*DESCRIPTION OF THE TASK*
Please write out the data exactly, line by line.

*MATERIAL FOR THIS EXERCISE*
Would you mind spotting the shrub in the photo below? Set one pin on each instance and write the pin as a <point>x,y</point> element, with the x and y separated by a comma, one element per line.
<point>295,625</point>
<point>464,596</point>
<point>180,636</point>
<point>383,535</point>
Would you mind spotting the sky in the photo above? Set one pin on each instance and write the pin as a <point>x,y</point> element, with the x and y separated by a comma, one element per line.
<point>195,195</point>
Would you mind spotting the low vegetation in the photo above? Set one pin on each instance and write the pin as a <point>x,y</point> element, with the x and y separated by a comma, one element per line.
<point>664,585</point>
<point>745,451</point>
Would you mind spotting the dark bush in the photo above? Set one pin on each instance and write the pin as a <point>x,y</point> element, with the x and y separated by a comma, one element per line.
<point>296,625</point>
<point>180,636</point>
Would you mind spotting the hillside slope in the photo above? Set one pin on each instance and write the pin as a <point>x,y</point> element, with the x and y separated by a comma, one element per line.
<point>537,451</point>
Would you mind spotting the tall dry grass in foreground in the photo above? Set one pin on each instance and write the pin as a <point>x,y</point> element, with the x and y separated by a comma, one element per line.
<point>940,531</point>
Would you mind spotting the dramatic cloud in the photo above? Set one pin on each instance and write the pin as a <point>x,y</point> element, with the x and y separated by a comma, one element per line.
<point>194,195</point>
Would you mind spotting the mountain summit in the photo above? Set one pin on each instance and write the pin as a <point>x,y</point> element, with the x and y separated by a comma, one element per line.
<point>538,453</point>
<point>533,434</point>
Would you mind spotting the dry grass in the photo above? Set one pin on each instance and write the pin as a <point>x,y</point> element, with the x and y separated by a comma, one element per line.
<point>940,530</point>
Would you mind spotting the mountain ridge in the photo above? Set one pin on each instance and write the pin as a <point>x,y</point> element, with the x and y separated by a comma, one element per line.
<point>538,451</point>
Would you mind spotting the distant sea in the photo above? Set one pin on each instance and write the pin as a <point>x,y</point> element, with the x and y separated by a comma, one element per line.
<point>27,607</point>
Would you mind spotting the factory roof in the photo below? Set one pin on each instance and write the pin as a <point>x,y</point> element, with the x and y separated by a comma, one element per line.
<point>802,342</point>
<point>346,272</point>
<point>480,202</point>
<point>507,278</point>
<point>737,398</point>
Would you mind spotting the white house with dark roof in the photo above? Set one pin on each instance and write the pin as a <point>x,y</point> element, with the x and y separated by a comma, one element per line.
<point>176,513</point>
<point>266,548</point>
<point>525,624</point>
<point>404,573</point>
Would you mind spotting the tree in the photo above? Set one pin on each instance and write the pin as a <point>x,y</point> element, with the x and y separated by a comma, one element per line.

*ANSWER FOR THE TASK*
Would you mind spotting the shrub in the photo below? Set one pin on each instance and write the pin as a <point>x,y</point> element, with the x and y separated by a comma, one element per line.
<point>295,625</point>
<point>464,596</point>
<point>180,636</point>
<point>383,535</point>
Would you mind spotting the sky in the photo above? Set one pin on each instance and write the pin as a <point>x,y</point> element, with the x and y separated by a comma, one element per line.
<point>195,195</point>
Would you mind spotting the low vegetation in the photo above? Set one pin on each instance and write the pin as a <point>x,y</point> element, with the x and y separated by a comma, one element per line.
<point>664,585</point>
<point>745,451</point>
Would you mind spotting the dark bush in the photo above? Set one pin on each instance and write the pin as a <point>x,y</point> element, with the x and y separated by a comma, one element per line.
<point>296,625</point>
<point>180,636</point>
Would you mind spotting the hillside slope in the photo above? Set one pin on each instance and write the pin as a <point>x,y</point> element, with the x and y separated by a comma, one element per line.
<point>537,451</point>
Would you mind spotting the tall dry grass in foreground in the photo above? Set one pin on each instance and write the pin as a <point>x,y</point> element, with the x and y separated by a comma, one element per line.
<point>940,531</point>
Would you mind spotting the dramatic cloud in the photo above? Set one pin on each instance and write the pin as a <point>x,y</point> element, with the x and y separated by a comma, one element per line.
<point>194,195</point>
Would you mind spotting the mountain summit in the photo above? Set one pin on each instance and write the pin as a <point>x,y</point> element, with the x and y separated by a comma, one element per line.
<point>538,453</point>
<point>533,434</point>
Would you mind spotting the dry grass in the photo above? Set one pin on each instance and write the pin as a <point>x,y</point> element, with the x and y separated by a comma, one element per line.
<point>940,530</point>
Would you mind spotting the mountain ridge in the photo above? Set one pin on each instance and write the pin as a <point>x,y</point> element, with the x and y separated by a comma, one element per line.
<point>538,451</point>
Would you mind spotting the distant sea in the photo above? Set one pin on each instance and write the pin as a <point>x,y</point> element, with the x and y separated by a comma, one element per line.
<point>27,607</point>
Would you mind spotting the factory roof in the photo below? Set one pin on each instance and write the pin as a <point>x,y</point> element, with the x and y separated by a comma, one element per line.
<point>802,342</point>
<point>346,272</point>
<point>480,202</point>
<point>507,278</point>
<point>737,398</point>
Would you mind spotting the white house with dark roof in the photo above? Set one pin on each instance and write the pin as a <point>x,y</point> element, with the x and y separated by a comma, one element per line.
<point>176,513</point>
<point>266,548</point>
<point>525,624</point>
<point>404,573</point>
Would you mind spotting the tree in the photo above? Set one pin on each instance and write the pin as a <point>x,y</point> element, with the x and y separated by a comma, one element per line.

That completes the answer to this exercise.